*Document text*.

►

Mainstream Intel Core Processors will not support AVX 512 from Skylake Only Xeon

csbin · Mar 1, 2015

http://wccftech.com/mainstream-intel-core-processors-support-avx-512-skylake-xeon/

oh...my god

Arachnotronic · Mar 1, 2015

csbin said:
http://wccftech.com/mainstream-intel-core-processors-support-avx-512-skylake-xeon/

oh...my god

Very old news

Also, here's the actual source: http://www.bitsandchips.it/hardware...olo-per-gli-xeon-skylake-e-non-i-core-skylake

ShintaiDK · Mar 1, 2015

Indeed very old. Its actually known since july 2013. But we seem to have an influx of those. Specially if they can add some drama.

Wccftech is nothing but a clickbait site.

witeken · Mar 1, 2015

Yeah, but I wonder if or what will be different about SKL compared to HSW to be excited about.

Ofcourse when I say mainstream processors wont have AVX 512, what I really mean is that it will be disabled. They will only be enabled on the Skylake SKUs on the Xeon platform. So it looks like the new iteration of Intels offerings will not have any significant new instruction set, mostly all the old stuff. Yet we have word that it is going to be one hell of an architecture to look out for, because for the first time in many years, Intel is simply refusing to divulge the slightest (information even under NDA). This above top secret attitude seems out of place since the process was already introduced with Broadwell and is supposed to be just a Haswell-equivalent for Broadwell. Something that definitely appears to not be the case.
The level of secrecy Intel is maintaining makes it very clear that they are bringing something brand new with the Skylake uarch.

Ken g6 · Mar 1, 2015

If AVX 512 will only be on Xeon, my next question is whether there will by Skylake Xeons that will fit in standard consumer mobos that will support it? Like the Xeon E3 series?

mikk · Mar 1, 2015

Yes this is known since many many months. Nothing new there. The only shock is that wccftech didn't know it, it just proves that they are noobish.

◄

*Your tasks*.
1 > From the forum thread on AVX 512, output the passage from "ShintaiDK · Mar" up to and including "a clickbait site.".
2 > Do these statements agree with the forum thread on AVX 512? For each, answer yes or no and quote the deciding words from the thread.
(a) One poster says the news about AVX 512 has been known since July 2013.
(b) The thread says mainstream Skylake processors will not have AVX 512 in the hardware at all, rather than having it disabled.
(c) One poster calls Wccftech a clickbait site.
The material that follows isn't needed for anything here.

*Entries provided*.
►

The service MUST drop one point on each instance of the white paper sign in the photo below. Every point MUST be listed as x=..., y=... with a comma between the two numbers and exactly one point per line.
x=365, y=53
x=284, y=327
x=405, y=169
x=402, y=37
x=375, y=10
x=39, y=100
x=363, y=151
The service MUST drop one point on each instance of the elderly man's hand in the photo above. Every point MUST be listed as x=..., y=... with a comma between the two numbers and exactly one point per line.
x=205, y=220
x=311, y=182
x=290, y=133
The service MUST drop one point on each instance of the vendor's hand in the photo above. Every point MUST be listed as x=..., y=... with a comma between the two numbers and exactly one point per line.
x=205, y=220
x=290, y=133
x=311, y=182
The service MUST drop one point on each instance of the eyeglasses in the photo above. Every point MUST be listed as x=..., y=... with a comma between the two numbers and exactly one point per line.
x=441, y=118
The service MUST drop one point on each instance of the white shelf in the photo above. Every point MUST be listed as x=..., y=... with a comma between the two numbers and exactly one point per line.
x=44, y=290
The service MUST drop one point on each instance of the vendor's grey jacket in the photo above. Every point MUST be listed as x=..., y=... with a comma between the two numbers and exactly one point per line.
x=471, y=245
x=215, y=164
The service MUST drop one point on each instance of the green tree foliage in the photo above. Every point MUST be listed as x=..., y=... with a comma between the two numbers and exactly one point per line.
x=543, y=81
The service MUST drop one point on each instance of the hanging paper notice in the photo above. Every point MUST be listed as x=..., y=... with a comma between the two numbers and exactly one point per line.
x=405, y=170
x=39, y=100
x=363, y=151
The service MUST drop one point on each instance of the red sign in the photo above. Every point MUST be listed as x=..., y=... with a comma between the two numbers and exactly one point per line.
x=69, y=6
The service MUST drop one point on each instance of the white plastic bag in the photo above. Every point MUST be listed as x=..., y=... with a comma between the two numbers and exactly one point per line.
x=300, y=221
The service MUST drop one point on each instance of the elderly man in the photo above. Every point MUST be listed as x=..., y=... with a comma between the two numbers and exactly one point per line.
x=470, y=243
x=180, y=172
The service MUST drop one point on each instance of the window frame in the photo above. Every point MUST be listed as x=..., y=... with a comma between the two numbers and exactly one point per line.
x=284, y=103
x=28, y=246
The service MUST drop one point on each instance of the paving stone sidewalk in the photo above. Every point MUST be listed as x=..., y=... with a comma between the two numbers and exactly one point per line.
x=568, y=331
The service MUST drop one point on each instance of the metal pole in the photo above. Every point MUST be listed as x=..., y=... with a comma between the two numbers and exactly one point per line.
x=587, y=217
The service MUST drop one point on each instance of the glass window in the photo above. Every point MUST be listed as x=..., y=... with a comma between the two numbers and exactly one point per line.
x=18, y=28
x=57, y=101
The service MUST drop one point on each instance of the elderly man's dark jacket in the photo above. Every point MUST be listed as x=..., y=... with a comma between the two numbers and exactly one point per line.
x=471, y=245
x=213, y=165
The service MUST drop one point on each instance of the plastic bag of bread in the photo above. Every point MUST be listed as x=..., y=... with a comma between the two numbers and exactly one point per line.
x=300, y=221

◄
►

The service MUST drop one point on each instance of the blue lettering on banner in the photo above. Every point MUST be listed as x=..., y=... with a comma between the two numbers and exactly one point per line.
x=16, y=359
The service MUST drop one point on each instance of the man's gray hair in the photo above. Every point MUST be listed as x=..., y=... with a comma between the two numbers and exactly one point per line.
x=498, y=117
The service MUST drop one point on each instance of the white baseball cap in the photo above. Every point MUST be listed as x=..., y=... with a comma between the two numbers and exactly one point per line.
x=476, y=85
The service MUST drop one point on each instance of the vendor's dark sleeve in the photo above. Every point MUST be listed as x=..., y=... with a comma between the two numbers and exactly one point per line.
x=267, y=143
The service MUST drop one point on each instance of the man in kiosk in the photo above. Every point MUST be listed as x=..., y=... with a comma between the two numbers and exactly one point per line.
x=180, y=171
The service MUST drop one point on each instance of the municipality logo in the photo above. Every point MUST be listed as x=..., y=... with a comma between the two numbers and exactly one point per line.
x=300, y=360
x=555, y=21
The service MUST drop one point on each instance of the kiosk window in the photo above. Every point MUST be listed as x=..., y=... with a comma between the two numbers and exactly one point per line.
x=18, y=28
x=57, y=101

◄

*Written answers*.
1 >
ShintaiDK · Mar 1, 2015

Indeed very old. Its actually known since july 2013. But we seem to have an influx of those. Specially if they can add some drama.

Wccftech is nothing but a clickbait site.

2 >
(a) Yes: "Its actually known since july 2013."
(b) No: "what I really mean is that it will be disabled."
(c) Yes: "Wccftech is nothing but a clickbait site."